• [Problem requirements]: Sift the listing for lines that hold the string "report" and pull them out.

• [The input]:

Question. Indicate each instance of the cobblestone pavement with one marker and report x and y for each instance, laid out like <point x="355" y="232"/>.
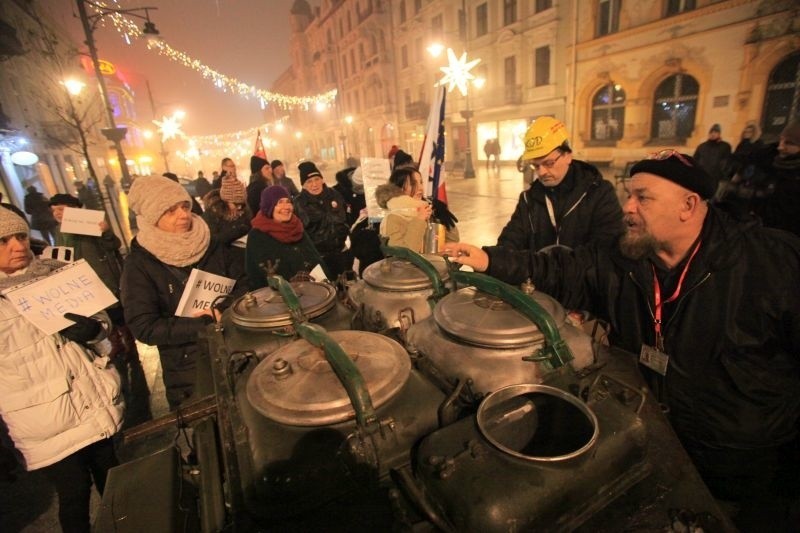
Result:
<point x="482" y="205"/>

...

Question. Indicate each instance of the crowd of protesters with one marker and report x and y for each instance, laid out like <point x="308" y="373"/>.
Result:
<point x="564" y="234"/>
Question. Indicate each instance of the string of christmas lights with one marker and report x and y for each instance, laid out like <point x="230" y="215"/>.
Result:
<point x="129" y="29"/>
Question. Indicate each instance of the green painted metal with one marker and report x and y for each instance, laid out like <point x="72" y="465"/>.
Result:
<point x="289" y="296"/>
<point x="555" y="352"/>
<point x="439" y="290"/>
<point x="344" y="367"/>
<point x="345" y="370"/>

• [Answer area]:
Question. Indicate each instance of the cobblestone pavement with one marker and report x and y for each instance, laid out like <point x="355" y="232"/>.
Question. Indicate each instance of the crowd of protesters with one marker and report x and y for each instance, laid out like <point x="308" y="373"/>.
Question. Indicate each instance of the string of christmas lights with one marker and report x and y for each instance, laid out like <point x="230" y="215"/>.
Question. Indicate each instance of the green painted metal with one marker and report x and y for each instance, laid out like <point x="72" y="465"/>.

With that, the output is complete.